» **Directions for this task**:
Write out, unchanged, the lines from the one holding "the gray patterned" to the close of the listing. Both the first and last lines belong in it.

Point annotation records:
** Begin **

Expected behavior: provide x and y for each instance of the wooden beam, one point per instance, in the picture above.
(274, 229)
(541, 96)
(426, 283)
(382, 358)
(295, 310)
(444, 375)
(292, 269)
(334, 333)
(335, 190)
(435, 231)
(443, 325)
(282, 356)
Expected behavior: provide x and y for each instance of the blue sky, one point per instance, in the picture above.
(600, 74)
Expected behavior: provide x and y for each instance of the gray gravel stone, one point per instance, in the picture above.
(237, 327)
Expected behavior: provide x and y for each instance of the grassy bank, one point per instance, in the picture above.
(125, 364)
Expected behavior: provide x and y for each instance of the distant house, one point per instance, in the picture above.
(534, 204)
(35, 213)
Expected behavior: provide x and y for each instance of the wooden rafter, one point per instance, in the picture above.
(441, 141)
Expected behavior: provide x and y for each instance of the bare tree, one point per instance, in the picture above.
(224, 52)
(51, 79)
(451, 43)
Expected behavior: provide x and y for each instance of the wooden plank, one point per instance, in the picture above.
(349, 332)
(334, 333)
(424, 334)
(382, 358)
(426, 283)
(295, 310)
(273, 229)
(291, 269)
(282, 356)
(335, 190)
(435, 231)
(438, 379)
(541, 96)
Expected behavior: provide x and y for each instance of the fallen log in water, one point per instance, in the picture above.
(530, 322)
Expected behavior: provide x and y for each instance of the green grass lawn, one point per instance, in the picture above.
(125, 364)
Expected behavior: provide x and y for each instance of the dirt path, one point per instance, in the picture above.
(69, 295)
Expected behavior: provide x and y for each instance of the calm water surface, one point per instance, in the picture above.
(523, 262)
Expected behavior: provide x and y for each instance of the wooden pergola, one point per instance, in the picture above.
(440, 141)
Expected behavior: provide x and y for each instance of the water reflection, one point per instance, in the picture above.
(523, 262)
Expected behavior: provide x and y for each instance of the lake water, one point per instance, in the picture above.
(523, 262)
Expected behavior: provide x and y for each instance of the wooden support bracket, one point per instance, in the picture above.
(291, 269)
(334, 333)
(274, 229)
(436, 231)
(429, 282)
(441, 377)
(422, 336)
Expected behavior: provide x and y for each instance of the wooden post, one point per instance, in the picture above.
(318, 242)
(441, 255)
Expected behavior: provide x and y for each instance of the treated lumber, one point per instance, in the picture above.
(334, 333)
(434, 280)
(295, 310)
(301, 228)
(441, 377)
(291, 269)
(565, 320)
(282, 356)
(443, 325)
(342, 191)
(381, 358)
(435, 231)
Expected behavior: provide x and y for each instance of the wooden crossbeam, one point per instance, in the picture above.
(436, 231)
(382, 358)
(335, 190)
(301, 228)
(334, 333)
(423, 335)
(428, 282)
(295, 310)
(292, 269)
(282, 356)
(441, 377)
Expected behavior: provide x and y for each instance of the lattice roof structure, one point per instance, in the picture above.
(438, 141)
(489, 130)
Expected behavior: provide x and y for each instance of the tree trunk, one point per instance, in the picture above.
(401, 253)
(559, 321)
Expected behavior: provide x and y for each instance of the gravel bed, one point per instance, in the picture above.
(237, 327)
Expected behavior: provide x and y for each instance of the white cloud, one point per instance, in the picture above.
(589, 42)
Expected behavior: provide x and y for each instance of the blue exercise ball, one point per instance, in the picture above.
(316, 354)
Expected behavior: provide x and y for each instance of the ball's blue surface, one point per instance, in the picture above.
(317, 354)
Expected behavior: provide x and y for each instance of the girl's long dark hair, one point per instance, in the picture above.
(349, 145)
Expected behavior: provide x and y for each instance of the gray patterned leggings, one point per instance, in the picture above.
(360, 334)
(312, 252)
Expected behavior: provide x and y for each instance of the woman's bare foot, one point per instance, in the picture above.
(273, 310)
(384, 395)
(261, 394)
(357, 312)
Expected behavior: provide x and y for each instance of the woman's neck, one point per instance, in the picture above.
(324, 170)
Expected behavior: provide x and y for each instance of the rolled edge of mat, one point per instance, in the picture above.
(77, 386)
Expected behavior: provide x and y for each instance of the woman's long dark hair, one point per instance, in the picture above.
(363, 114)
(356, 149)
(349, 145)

** End **

» **Output**:
Expected behavior: provide x and y for each instance of the gray patterned leggings, one point per instance, in the picture above.
(360, 334)
(312, 252)
Expected behavior: provide x and y for each instance of the woman's bare foot, one point per instance, in the picture above.
(273, 310)
(384, 395)
(261, 394)
(357, 312)
Expected behavior: provide x and y for each instance of the woman's neck, one point per instance, in the picture above.
(324, 170)
Expected behavior: provide x and y for each instance of the rolled edge of mat, one point per instance, in the picture above.
(77, 386)
Expected behavior: provide x and y for each instance of the woman's long dark hair, one point per instance, in the picture above.
(363, 114)
(356, 149)
(349, 145)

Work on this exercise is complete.